::: Provided records :::

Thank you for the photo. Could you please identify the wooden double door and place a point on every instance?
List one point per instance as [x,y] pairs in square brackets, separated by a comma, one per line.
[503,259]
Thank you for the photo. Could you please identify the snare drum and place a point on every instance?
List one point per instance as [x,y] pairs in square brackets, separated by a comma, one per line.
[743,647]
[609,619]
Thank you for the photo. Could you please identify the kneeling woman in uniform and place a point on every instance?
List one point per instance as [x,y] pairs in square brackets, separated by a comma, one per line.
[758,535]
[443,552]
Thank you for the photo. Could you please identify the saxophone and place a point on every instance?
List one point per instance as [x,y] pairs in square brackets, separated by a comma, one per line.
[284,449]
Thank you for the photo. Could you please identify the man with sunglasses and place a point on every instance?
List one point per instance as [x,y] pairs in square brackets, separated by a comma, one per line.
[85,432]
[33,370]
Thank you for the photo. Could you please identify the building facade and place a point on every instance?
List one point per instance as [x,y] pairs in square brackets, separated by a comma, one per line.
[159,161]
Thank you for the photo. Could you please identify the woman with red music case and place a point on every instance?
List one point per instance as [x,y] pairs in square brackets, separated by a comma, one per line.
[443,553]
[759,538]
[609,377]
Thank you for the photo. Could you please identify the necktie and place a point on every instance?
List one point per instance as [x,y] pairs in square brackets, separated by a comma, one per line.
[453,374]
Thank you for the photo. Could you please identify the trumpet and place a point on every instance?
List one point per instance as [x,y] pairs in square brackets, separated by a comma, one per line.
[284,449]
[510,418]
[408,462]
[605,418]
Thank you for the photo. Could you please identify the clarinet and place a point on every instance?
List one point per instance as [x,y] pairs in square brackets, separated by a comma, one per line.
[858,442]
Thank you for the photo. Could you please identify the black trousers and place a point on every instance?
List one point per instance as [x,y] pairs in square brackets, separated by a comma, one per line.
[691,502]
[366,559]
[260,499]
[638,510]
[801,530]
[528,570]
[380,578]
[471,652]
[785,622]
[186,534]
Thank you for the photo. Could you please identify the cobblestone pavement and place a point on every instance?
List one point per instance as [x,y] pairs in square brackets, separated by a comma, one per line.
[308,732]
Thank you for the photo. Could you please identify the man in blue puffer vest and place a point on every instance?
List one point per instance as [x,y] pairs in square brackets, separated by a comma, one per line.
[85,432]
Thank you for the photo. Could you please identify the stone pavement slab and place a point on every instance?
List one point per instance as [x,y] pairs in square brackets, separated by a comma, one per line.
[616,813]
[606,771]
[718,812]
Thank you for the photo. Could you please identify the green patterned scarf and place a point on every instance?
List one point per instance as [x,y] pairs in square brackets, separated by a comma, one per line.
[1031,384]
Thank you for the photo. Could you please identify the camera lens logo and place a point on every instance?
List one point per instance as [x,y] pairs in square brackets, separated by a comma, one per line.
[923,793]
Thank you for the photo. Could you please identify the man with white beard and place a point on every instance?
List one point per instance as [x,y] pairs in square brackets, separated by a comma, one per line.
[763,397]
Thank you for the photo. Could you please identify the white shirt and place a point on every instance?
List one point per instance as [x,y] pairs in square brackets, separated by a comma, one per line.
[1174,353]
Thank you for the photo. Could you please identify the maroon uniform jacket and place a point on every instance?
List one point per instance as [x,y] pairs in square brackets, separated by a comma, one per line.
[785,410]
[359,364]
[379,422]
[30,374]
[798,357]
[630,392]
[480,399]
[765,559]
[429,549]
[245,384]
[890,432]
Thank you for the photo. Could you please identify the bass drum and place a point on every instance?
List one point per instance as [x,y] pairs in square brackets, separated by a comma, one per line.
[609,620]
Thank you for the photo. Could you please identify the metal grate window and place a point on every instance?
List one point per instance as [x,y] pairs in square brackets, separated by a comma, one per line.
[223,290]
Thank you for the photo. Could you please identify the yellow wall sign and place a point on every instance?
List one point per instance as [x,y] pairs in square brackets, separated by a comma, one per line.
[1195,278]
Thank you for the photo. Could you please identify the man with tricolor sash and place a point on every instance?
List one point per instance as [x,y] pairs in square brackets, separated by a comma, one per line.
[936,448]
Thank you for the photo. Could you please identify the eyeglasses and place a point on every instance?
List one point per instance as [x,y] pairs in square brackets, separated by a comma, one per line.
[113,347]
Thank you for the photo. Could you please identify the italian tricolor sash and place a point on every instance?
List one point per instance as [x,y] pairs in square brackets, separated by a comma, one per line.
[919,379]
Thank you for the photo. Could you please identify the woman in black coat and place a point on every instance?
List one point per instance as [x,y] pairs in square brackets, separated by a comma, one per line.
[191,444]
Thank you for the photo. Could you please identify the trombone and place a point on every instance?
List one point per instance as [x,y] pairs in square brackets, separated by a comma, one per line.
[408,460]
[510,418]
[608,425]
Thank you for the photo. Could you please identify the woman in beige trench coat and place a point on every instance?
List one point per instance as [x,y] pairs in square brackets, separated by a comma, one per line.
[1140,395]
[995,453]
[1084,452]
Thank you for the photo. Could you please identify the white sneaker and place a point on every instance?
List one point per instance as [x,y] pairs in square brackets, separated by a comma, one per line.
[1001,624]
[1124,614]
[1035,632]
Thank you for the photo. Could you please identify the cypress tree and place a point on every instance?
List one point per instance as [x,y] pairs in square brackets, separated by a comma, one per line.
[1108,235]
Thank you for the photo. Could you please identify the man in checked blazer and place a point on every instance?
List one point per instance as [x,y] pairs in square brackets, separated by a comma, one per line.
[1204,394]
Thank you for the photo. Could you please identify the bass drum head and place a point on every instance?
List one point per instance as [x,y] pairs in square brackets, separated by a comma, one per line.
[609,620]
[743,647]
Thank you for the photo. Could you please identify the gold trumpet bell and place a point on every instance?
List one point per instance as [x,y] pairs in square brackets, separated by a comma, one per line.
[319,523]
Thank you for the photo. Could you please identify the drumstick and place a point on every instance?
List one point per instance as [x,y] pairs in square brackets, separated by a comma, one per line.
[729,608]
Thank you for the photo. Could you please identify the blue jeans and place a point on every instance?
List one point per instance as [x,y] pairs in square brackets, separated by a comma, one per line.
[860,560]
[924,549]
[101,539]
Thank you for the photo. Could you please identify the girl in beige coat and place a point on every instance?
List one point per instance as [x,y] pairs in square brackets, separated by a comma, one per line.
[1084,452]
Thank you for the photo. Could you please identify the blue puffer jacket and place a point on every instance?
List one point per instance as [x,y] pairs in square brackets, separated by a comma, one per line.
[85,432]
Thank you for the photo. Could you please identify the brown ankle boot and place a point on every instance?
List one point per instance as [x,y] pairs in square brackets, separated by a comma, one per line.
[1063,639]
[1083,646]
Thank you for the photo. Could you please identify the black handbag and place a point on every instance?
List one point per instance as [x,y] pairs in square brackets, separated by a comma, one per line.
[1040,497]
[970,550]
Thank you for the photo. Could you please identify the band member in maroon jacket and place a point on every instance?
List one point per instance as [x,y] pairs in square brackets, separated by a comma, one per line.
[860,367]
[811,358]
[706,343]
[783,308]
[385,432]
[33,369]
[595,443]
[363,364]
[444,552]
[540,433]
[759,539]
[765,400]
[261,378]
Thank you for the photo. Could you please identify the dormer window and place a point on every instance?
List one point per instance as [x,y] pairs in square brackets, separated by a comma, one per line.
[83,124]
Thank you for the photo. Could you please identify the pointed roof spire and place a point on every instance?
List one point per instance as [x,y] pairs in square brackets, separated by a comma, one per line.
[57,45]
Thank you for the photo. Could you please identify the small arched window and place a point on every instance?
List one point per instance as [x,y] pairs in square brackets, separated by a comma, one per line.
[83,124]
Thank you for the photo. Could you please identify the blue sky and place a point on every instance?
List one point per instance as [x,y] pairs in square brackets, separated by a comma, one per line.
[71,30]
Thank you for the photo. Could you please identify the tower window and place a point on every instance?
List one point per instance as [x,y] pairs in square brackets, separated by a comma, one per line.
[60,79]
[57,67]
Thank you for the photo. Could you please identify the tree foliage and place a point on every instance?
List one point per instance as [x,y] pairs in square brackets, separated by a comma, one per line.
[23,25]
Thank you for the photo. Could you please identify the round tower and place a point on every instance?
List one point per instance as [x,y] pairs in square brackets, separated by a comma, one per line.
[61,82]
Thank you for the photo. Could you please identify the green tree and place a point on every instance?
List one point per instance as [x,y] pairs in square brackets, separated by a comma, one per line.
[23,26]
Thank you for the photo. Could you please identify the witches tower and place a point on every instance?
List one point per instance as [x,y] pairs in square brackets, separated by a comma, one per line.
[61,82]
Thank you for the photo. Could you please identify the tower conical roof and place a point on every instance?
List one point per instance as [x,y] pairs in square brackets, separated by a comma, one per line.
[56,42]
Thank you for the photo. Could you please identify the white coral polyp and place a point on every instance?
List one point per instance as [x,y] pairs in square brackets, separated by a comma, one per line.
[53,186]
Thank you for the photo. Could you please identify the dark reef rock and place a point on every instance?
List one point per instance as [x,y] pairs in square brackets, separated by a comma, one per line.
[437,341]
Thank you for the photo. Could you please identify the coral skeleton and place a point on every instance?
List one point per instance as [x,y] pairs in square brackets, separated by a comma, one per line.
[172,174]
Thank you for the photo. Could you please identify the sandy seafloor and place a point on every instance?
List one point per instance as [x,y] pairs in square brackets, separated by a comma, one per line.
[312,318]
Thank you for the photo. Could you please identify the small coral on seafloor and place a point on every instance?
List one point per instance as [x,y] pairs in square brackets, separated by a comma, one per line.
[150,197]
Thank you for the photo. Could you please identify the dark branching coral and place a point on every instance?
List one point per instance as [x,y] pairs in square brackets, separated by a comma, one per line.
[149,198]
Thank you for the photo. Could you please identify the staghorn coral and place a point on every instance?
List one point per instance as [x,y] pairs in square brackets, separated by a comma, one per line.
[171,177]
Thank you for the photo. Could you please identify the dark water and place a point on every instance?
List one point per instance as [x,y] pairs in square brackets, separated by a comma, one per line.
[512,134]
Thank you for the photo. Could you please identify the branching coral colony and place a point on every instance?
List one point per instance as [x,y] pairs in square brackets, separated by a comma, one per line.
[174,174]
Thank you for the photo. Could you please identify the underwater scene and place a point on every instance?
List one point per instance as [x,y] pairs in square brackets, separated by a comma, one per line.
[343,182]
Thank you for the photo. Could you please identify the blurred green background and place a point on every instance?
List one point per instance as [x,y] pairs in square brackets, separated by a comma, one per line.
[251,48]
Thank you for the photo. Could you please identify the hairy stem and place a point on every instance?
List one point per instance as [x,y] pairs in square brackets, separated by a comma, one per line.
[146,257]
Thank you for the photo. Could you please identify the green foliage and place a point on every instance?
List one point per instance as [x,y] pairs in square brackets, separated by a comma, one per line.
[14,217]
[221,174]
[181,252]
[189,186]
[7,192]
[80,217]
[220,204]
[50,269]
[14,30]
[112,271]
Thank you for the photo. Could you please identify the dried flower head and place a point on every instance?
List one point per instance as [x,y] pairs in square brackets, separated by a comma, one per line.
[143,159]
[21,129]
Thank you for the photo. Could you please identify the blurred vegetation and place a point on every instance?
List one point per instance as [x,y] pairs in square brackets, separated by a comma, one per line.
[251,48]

:::

[Exercise instructions] Reprint exactly the lines above that start at the one with "Thank you for the photo. Could you please identify the witches" and end at the one with "roof and place a point on every instance?", keeping both and adding none.

[Reply]
Thank you for the photo. Could you please identify the witches tower and place a point on every instance?
List one point per instance as [x,y] pairs in square brackets, separated by a comma, one per line.
[61,82]
Thank you for the photo. Could you please identify the tower conical roof and place a point on every instance?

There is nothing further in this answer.